Output only the lines below from the one containing "Target: lattice window" to the one containing "the green foliage", exactly as written, both ends kept.

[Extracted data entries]
[Start of section]
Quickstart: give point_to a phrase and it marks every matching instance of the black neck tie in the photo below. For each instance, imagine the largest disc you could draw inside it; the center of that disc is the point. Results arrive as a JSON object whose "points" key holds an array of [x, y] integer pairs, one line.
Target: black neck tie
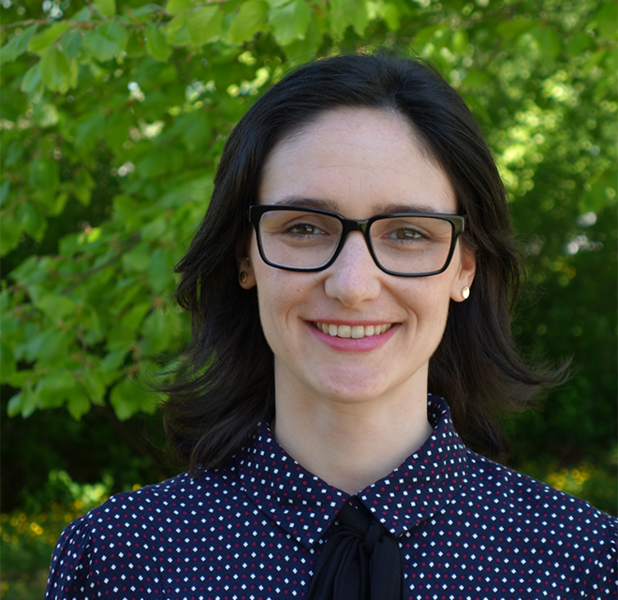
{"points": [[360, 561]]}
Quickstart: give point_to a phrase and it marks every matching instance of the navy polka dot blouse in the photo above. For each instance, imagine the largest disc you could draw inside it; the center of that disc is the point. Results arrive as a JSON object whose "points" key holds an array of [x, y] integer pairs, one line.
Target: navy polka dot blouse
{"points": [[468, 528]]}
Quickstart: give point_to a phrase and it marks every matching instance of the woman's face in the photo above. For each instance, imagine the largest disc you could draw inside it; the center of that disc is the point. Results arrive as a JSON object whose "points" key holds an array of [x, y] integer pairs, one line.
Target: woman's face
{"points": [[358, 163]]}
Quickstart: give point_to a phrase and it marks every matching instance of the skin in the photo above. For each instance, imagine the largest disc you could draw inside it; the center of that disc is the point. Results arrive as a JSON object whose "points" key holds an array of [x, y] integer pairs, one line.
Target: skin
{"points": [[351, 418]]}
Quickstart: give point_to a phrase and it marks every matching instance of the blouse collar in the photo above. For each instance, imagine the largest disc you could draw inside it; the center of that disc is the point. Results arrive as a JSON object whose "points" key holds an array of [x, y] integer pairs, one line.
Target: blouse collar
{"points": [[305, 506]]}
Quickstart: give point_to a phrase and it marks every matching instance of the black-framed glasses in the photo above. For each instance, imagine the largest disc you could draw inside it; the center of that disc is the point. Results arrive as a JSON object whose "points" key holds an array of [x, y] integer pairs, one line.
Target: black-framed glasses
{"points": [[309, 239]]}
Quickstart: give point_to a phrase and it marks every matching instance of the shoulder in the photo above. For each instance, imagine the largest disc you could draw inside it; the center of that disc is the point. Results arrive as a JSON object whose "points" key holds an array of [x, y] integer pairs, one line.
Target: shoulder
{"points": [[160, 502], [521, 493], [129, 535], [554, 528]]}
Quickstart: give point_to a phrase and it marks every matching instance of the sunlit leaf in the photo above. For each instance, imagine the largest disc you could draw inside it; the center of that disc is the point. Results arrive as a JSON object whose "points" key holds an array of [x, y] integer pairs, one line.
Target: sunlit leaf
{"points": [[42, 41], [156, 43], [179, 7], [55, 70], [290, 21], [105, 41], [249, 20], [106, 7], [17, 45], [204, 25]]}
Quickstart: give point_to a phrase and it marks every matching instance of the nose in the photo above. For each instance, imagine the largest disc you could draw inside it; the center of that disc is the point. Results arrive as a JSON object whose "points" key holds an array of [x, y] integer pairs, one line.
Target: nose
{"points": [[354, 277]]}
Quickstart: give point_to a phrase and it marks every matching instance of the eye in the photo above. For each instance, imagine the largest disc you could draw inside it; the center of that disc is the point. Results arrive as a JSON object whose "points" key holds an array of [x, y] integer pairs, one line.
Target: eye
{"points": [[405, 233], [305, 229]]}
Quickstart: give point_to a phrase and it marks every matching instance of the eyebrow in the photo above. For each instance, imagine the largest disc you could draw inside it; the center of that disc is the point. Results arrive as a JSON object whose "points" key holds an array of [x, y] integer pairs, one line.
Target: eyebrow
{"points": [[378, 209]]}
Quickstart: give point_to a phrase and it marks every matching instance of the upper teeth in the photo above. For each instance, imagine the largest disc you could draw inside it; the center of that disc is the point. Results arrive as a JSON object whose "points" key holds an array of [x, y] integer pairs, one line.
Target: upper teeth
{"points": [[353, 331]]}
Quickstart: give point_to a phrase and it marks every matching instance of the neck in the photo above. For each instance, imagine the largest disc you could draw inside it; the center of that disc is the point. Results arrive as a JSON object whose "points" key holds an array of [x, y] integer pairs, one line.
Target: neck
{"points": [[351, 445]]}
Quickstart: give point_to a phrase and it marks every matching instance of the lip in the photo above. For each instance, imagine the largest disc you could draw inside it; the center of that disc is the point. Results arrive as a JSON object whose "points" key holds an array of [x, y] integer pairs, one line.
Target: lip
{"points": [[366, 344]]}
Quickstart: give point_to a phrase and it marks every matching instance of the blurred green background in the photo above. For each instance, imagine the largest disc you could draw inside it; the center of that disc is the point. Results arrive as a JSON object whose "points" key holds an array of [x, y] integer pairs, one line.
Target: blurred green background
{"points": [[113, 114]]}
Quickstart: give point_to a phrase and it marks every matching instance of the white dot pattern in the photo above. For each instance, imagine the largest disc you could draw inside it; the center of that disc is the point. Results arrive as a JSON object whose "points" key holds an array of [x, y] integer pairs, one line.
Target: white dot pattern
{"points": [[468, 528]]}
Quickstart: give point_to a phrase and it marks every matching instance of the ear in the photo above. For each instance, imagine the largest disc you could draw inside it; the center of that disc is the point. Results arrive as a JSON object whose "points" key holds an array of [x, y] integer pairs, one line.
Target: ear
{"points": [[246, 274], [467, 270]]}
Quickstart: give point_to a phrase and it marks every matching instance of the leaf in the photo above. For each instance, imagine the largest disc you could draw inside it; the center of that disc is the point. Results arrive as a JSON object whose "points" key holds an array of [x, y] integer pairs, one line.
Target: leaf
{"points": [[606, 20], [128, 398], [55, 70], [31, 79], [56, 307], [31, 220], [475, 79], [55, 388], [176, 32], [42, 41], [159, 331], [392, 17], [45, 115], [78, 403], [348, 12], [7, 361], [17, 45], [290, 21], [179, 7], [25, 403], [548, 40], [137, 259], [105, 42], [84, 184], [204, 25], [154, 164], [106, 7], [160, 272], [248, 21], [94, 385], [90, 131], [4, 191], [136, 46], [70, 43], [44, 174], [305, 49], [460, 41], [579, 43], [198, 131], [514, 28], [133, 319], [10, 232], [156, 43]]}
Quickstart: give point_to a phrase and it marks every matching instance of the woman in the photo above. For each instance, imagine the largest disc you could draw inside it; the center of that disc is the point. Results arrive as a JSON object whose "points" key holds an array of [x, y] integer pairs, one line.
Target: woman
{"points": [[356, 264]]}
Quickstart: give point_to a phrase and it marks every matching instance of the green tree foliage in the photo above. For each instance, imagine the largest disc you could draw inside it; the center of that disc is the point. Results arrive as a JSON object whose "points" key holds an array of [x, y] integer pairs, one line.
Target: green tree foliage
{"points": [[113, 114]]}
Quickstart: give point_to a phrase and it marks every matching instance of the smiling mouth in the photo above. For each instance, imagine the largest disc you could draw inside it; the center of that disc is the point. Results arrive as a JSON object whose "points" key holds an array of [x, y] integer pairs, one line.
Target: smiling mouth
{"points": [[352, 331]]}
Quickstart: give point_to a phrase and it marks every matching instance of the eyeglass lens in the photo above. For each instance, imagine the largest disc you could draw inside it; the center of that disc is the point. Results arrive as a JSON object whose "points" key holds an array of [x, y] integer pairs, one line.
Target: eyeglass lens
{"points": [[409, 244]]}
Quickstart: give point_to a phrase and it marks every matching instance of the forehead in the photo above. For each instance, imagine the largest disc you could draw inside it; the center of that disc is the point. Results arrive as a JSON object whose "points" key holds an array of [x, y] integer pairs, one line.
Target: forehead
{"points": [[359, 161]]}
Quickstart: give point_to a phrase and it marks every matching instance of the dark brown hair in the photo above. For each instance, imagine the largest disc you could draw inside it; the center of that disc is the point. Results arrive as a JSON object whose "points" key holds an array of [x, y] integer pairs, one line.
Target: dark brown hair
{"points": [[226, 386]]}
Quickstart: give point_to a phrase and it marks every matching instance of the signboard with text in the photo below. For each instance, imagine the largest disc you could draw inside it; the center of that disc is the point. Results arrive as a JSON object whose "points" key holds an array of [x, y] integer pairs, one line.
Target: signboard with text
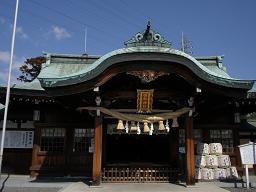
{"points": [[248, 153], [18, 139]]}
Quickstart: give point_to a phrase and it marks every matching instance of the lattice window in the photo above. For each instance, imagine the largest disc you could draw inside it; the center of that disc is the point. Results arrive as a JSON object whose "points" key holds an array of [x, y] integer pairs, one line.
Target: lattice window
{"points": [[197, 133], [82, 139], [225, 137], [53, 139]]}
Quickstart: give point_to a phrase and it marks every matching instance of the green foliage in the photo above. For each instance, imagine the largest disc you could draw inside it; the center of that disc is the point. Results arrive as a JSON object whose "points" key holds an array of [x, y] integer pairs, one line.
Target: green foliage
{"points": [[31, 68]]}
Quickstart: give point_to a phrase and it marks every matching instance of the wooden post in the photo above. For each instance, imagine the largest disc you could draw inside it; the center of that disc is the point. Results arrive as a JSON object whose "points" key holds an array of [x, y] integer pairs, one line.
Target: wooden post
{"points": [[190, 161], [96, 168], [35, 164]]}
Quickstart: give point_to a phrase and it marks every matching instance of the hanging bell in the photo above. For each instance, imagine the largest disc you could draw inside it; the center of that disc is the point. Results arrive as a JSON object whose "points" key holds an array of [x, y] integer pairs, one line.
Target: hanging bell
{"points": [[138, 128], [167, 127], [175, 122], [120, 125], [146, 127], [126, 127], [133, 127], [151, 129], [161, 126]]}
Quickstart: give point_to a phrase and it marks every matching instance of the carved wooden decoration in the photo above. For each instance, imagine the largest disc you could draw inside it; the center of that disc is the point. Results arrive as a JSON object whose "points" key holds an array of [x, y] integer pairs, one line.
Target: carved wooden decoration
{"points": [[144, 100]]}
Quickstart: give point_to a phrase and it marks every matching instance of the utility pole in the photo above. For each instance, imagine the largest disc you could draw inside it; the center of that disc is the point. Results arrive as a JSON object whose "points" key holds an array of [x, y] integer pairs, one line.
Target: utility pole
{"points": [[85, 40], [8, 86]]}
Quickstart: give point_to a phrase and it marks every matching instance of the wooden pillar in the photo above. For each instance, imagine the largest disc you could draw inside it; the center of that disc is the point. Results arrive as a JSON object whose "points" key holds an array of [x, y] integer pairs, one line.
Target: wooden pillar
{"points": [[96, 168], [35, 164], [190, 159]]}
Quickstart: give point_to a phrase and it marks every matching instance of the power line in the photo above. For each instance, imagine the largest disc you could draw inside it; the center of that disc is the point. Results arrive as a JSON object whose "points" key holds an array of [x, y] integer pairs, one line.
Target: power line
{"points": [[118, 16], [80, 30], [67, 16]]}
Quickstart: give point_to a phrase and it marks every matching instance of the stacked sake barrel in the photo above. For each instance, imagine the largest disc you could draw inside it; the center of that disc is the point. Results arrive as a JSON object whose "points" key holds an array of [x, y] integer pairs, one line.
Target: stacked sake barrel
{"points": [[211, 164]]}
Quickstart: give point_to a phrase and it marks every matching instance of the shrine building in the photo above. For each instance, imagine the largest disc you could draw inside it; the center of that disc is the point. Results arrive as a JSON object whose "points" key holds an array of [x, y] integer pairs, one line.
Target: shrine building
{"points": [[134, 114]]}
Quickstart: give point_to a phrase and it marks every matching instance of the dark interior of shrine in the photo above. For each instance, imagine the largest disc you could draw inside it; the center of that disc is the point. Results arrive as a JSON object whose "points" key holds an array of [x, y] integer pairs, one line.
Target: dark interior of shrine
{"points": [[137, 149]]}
[End of section]
» Solution for this task:
Target: lattice window
{"points": [[197, 133], [82, 139], [225, 137], [53, 139]]}
Quickstart: give point_to a phrase and it marks every matching instance of the green foliage in the photo above. For each instance, imagine the largest disc you could draw inside it; the center of that disc is the point. Results arrive as a JSON object whose "points" key holds an array of [x, y] integer pairs, one line.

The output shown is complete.